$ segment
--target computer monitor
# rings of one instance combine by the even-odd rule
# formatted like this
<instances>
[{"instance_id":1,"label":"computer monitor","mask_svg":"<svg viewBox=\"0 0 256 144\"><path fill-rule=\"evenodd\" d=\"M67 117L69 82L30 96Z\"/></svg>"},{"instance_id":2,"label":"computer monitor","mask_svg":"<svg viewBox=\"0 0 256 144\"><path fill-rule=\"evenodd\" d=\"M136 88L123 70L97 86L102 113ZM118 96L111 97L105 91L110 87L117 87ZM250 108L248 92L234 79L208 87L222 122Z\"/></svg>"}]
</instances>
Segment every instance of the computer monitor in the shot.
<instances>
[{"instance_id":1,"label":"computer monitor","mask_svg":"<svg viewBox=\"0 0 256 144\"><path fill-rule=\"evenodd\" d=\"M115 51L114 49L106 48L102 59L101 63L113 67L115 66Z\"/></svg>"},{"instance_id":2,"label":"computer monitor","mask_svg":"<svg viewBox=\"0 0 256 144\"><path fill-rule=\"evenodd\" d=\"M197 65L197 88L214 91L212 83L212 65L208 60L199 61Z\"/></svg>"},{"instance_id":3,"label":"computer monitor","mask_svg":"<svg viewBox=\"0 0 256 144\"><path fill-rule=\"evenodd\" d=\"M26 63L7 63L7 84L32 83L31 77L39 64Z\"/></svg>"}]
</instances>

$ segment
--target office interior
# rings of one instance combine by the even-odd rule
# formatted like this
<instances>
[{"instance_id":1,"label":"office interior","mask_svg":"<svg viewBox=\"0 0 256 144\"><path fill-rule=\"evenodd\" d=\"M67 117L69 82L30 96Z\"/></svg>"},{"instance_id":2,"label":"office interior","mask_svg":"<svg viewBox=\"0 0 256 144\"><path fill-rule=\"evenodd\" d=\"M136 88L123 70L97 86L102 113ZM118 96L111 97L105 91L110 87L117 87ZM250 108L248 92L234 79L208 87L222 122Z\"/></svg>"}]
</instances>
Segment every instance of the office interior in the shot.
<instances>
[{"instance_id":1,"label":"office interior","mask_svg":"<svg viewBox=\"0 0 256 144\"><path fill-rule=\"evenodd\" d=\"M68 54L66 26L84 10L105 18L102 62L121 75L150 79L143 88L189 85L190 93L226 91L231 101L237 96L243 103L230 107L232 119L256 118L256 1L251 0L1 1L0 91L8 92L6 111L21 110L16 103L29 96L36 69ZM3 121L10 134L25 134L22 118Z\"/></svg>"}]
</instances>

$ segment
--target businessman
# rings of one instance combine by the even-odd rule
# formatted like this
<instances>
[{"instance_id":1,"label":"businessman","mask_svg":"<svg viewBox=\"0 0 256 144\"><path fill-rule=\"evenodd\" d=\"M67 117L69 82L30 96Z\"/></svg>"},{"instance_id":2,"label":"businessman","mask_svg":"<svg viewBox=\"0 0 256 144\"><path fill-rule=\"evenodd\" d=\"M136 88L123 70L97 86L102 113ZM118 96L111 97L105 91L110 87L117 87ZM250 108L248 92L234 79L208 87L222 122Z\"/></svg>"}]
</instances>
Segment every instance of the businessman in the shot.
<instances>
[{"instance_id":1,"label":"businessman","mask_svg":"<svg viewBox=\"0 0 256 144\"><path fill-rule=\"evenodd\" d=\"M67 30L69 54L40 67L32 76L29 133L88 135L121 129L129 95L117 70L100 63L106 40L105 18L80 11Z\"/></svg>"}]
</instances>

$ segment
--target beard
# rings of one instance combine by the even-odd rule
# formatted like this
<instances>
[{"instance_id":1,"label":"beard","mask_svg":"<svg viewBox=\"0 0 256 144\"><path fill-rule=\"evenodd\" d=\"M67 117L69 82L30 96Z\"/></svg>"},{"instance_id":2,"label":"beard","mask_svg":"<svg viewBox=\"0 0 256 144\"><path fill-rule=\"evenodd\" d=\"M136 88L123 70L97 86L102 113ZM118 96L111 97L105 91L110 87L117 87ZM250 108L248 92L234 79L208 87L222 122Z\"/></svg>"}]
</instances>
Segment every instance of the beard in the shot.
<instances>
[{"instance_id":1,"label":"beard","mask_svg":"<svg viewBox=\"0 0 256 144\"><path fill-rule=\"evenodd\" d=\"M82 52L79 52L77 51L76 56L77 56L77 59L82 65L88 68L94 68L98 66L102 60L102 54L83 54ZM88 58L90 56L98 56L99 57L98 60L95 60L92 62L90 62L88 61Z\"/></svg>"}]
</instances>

◇ ◇ ◇

**Directions:**
Pick out each line of the material above that contains the word "beard", and copy those lines in full.

**Result:**
--target beard
[{"instance_id":1,"label":"beard","mask_svg":"<svg viewBox=\"0 0 256 144\"><path fill-rule=\"evenodd\" d=\"M67 117L69 82L30 96Z\"/></svg>"},{"instance_id":2,"label":"beard","mask_svg":"<svg viewBox=\"0 0 256 144\"><path fill-rule=\"evenodd\" d=\"M136 88L123 70L97 86L102 113ZM118 96L111 97L105 91L110 87L117 87ZM250 108L248 92L234 79L208 87L222 122Z\"/></svg>"}]
Segment every instance of the beard in the shot.
[{"instance_id":1,"label":"beard","mask_svg":"<svg viewBox=\"0 0 256 144\"><path fill-rule=\"evenodd\" d=\"M82 52L79 52L77 51L76 56L77 56L77 59L82 65L88 68L94 68L98 66L102 60L102 54L83 54ZM88 58L90 56L98 56L99 57L98 60L95 60L92 62L90 62L88 61Z\"/></svg>"}]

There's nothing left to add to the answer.